Start of Passage shown

The clean theory

2013-08-01

Mircea Ciubotariu

Symantec Security Response, USA
Editor: Helen Martin

Abstract

Can the principles of logic be applied to the daily task of file analysis? Mircea Ciubotariu gives it a go.


Table of contents

Using analogies with the principles of logic, this article will look at the processes that Security Response Engineers (SREs) employ on a daily basis to make their decisions about incoming files and anticipate the future shape of the industry based on it.

Old rules

An old proverb goes something like this: when one adds a pint of clean water to a barrel of sewer water one gets a barrel of sewer water, and when one adds a pint of sewer water to a barrel of clean water one gets… a new barrel of sewer water.

Considering the clean water as a logic true statement and the sewer water as a logic false statement, the proverb expresses a long known principle of logic: adding a true statement (pint of clean water) to several ‘&’ (AND operator) chained false ones (barrel of sewer water) results in an overall false statement, just the same as adding a false statement to several ‘&’ chained true ones also results in an overall false statement.

One of the main duties of SREs is to determine whether a given file may pose a threat to the environment in which it would be deployed and to take necessary steps to prevent such a threat from materializing. To do this, the SRE needs to look within the file for specific sequences of code or commands that may perform unwanted or malicious actions in the deployment environment.

Such a file subjected to analysis may be expressed as a (long) logical sequence similar to this one:

S = P1 & P2 & P3 & … & Pi & … & Pn

where each Pi represents a fundamental block in the file, performing one atomic action, or a statement in the logic parallel. (Note that in reality the above expression may also contain other logical operators such as ‘IF/THEN’; nonetheless in order to evaluate the whole file one must evaluate each individual Pi.)

End of Passage shown
Start of Material shown

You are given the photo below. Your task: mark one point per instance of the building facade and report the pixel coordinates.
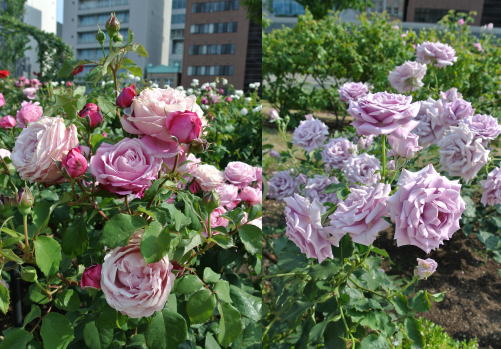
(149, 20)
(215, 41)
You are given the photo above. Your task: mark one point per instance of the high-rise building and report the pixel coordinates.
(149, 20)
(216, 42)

End of Material shown
Start of Material shown

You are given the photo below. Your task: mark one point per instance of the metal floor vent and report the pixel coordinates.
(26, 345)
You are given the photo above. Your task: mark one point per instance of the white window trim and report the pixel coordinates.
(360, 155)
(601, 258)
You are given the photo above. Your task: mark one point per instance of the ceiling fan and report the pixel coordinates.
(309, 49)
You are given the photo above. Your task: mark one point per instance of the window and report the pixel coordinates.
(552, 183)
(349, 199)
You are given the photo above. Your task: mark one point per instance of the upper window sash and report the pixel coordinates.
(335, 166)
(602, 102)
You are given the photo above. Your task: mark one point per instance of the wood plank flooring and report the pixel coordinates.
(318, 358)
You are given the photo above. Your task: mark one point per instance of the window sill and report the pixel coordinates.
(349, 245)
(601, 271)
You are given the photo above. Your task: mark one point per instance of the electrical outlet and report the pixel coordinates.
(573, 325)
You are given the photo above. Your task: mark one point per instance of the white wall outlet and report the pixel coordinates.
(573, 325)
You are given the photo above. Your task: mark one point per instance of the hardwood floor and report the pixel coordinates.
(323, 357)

End of Material shown
Start of Material shown

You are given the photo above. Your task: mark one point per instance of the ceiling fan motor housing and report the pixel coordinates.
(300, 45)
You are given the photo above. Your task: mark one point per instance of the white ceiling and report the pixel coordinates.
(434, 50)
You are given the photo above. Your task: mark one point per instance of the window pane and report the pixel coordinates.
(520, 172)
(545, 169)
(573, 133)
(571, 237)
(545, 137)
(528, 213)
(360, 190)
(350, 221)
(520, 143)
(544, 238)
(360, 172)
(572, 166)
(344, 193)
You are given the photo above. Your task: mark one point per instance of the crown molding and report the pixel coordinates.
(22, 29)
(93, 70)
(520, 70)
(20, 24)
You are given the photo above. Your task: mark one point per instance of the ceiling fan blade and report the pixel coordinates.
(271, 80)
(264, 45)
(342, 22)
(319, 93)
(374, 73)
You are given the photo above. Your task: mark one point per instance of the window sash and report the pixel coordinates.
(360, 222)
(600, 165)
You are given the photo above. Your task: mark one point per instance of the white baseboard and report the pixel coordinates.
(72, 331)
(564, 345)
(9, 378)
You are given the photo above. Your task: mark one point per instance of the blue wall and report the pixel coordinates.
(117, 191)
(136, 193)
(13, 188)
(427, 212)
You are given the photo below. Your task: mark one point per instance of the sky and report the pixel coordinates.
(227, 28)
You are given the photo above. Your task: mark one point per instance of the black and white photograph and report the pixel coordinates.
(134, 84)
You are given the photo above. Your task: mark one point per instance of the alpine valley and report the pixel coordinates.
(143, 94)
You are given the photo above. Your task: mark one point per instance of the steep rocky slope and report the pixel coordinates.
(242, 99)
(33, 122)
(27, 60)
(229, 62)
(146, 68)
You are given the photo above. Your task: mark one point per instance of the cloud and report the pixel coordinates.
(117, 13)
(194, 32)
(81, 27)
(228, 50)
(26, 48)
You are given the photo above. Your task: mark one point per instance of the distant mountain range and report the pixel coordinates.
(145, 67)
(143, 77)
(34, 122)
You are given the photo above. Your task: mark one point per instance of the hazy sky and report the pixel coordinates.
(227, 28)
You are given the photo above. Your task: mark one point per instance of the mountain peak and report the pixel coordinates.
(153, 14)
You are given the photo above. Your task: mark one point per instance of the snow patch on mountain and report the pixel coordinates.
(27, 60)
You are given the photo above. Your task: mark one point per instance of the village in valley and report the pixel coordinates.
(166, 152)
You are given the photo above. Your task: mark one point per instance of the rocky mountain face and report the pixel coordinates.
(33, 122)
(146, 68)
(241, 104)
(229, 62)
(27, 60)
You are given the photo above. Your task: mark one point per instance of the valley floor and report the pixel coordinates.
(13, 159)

End of Material shown

Aim of the task> Rewrite the article on file analysis from the words that begin "Table of contents" through the words "of sewer water.", substituting "cup" for every "pint".

Exercise result>
Table of contents

Using analogies with the principles of logic, this article will look at the processes that Security Response Engineers (SREs) employ on a daily basis to make their decisions about incoming files and anticipate the future shape of the industry based on it.

Old rules

An old proverb goes something like this: when one adds a cup of clean water to a barrel of sewer water one gets a barrel of sewer water, and when one adds a cup of sewer water to a barrel of clean water one gets… a new barrel of sewer water.